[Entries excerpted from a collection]
>> start

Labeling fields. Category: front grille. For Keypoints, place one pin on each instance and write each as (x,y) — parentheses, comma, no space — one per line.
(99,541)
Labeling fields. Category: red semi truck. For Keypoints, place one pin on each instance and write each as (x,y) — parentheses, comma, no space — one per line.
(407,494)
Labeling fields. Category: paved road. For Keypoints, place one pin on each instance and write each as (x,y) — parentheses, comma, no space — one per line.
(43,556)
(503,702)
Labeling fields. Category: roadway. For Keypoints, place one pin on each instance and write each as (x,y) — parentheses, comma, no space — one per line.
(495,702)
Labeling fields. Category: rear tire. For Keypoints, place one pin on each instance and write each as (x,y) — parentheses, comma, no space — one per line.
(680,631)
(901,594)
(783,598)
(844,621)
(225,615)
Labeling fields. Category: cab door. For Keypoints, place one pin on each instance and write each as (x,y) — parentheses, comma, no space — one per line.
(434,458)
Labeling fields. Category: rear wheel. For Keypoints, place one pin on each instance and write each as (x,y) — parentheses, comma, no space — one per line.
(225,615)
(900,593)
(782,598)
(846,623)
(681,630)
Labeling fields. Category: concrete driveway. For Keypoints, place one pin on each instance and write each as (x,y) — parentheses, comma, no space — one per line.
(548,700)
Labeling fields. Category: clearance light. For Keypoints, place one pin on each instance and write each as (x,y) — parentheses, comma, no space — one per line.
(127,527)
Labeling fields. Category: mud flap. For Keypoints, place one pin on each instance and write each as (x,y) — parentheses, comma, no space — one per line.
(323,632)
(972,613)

>> end
>> start

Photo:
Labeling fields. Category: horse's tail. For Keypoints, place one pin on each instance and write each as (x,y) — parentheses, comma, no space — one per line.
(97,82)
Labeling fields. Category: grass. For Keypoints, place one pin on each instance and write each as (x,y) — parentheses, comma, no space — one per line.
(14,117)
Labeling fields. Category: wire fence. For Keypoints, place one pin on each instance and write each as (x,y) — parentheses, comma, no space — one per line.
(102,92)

>> end

Aim:
Please state how many lines in the entries above contain the word "rear". Give only the number.

The reply:
2